» What you are asked to do
In the rows below, starting with the line that contains "Where can the green grass" and going on through the end of the rows, switch "orange-red beak" to "orange beak" and write those lines out again with everything else unchanged.

+++ Given entries +++

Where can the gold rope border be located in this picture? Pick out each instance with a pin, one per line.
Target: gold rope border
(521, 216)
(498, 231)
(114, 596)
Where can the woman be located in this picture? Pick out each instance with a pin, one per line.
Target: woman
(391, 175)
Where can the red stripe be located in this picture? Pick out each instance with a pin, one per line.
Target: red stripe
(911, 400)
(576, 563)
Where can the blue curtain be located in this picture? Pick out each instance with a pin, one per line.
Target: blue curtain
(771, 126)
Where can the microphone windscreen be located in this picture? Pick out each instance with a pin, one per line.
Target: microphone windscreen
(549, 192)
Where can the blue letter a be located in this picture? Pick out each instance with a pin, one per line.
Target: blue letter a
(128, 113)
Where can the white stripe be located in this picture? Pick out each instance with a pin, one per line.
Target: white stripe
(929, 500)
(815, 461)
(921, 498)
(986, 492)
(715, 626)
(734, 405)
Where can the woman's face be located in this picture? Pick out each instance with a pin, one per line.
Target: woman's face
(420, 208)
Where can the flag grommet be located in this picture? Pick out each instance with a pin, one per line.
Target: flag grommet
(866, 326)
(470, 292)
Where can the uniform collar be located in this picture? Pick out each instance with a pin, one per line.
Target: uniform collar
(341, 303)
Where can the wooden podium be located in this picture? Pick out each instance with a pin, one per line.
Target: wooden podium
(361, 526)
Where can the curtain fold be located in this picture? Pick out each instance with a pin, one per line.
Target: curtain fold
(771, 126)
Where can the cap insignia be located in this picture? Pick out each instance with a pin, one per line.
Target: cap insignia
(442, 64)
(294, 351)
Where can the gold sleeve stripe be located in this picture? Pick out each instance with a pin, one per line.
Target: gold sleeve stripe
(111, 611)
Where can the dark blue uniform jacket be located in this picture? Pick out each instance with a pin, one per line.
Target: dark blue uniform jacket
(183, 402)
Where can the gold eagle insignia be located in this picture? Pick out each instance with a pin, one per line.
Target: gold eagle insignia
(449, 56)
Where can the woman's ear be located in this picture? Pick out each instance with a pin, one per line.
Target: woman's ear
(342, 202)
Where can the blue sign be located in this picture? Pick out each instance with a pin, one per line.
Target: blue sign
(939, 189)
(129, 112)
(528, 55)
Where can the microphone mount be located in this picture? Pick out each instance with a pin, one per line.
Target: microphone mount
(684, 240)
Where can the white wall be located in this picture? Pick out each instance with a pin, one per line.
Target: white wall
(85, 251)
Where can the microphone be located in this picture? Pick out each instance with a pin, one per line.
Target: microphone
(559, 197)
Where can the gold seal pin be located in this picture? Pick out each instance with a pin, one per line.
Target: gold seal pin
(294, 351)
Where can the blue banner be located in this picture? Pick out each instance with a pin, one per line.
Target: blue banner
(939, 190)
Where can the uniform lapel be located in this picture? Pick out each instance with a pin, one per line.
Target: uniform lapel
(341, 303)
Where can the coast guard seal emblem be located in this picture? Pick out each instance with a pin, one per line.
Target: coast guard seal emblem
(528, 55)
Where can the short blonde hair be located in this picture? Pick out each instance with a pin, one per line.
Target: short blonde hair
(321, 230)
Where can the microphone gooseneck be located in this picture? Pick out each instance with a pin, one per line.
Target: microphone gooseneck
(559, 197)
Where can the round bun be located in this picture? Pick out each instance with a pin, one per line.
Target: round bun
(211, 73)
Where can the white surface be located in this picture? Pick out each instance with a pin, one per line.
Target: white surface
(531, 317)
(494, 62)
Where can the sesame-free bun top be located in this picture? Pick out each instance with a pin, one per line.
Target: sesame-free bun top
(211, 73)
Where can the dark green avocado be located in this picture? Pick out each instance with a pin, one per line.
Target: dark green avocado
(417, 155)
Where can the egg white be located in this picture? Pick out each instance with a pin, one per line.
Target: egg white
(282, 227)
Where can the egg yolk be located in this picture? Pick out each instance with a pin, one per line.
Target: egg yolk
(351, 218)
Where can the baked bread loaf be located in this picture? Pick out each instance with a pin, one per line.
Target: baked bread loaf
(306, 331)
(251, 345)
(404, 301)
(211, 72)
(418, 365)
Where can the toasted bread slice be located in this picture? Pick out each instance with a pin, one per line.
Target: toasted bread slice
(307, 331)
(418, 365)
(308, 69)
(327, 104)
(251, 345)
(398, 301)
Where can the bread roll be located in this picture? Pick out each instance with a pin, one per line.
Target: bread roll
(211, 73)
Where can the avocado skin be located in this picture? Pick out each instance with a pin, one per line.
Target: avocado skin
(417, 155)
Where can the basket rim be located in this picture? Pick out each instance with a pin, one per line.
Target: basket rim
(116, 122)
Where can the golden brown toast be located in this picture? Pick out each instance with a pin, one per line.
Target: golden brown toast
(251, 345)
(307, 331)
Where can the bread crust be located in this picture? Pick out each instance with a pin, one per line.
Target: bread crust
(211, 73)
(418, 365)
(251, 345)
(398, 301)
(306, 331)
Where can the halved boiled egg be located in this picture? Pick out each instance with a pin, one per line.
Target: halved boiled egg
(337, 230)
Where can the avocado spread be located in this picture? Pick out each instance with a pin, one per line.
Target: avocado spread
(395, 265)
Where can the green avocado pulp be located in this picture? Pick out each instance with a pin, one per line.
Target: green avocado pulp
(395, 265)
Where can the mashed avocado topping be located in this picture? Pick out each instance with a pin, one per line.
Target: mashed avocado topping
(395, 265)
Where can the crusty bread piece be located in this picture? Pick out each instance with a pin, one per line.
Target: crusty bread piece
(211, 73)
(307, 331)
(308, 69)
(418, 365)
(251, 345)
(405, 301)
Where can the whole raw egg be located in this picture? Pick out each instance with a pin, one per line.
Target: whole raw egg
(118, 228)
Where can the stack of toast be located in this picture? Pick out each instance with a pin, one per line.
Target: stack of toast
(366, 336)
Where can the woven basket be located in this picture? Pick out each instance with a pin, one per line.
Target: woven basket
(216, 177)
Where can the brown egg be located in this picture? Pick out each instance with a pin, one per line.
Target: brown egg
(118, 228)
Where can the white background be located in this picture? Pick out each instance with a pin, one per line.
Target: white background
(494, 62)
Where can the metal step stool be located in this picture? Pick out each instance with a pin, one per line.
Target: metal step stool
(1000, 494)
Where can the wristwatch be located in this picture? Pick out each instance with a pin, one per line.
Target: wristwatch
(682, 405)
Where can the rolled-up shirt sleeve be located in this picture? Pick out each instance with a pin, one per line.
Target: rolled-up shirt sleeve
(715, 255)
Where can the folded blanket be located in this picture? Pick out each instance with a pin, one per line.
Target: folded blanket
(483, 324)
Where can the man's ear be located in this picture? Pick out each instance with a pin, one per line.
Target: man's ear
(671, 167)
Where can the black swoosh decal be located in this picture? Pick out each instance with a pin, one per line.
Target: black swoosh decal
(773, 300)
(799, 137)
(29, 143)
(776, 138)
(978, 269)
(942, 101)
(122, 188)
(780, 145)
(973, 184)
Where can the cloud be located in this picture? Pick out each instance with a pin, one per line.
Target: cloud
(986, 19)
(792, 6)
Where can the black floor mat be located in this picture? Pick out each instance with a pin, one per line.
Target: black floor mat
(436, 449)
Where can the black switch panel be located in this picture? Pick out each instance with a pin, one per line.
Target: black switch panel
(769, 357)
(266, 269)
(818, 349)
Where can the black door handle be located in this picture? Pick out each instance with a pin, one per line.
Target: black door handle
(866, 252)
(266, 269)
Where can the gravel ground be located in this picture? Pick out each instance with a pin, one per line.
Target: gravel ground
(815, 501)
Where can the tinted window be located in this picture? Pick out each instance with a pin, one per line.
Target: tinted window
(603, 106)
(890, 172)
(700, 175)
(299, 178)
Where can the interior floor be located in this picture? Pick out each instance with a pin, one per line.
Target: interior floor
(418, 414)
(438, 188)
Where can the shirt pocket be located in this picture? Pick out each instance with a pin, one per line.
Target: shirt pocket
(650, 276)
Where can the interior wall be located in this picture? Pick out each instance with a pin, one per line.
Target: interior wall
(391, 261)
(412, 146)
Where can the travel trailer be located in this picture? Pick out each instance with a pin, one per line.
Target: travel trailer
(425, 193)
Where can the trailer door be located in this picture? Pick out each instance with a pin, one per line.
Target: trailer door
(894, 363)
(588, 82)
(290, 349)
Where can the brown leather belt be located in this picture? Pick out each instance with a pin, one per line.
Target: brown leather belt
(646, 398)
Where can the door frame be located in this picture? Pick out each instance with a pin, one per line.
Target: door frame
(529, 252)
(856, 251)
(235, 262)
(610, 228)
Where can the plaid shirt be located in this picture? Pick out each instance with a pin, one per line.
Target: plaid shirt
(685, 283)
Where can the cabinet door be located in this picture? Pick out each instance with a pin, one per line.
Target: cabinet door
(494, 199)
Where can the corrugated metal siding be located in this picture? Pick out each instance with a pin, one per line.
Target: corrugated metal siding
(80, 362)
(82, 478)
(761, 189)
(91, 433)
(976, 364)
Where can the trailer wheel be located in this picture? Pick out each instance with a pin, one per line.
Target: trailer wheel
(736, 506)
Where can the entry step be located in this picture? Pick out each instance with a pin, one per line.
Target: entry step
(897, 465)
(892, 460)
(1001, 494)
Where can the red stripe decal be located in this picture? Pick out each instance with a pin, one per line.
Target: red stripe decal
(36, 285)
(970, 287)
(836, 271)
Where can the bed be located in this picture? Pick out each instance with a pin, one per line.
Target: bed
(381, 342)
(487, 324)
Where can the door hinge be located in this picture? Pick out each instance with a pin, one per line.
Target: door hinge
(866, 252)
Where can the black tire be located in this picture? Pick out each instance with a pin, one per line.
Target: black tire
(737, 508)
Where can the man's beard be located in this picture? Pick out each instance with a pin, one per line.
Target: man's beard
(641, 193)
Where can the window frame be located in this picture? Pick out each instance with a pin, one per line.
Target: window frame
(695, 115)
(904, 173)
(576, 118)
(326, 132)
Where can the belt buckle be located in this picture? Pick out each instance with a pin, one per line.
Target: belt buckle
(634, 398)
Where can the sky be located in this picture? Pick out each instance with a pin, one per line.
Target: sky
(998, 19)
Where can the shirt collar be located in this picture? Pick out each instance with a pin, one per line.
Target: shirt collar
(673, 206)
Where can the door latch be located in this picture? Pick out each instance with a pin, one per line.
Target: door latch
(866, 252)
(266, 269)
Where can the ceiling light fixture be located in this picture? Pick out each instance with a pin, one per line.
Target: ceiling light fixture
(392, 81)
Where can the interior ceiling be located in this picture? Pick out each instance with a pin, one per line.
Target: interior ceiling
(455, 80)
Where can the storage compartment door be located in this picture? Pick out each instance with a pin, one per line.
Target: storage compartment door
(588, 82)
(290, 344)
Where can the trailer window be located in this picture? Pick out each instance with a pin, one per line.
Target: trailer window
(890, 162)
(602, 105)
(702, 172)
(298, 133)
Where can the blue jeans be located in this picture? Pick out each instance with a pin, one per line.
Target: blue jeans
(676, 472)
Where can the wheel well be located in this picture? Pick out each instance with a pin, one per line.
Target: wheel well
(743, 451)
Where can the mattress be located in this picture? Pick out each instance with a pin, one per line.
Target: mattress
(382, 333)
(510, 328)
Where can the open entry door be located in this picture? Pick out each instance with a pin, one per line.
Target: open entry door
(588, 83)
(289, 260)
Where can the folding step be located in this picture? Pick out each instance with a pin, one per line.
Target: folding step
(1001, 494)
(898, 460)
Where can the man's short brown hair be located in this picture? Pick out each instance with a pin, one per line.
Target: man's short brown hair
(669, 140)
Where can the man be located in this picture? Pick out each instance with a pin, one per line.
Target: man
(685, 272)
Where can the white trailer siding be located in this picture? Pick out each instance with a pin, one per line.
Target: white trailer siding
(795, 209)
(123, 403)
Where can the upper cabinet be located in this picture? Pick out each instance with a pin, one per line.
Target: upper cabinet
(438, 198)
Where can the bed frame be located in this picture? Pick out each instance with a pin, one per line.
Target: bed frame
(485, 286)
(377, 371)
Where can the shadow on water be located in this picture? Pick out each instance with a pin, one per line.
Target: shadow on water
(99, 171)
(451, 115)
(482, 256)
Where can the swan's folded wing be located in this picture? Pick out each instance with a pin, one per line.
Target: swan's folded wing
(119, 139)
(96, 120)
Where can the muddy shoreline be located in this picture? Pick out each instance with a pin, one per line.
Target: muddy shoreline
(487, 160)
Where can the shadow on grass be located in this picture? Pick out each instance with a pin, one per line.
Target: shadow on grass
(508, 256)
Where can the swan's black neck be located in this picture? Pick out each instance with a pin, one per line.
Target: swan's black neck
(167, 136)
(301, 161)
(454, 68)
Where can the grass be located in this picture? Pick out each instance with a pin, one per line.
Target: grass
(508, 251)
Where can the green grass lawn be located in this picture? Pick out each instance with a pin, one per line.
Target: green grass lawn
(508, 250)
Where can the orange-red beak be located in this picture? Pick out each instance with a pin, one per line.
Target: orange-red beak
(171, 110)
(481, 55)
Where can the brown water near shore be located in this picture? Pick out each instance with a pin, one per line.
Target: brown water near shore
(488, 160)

+++

» Expected output
Where can the green grass lawn be located in this picture? Pick out each instance with a pin, one per line.
Target: green grass lawn
(508, 250)
Where can the orange beak be located in this picture? Pick out each instance with a pin, one per line.
Target: orange beak
(171, 110)
(481, 55)
Where can the brown water near shore be located in this picture? Pick out each instance with a pin, one per line.
Target: brown water near shore
(488, 160)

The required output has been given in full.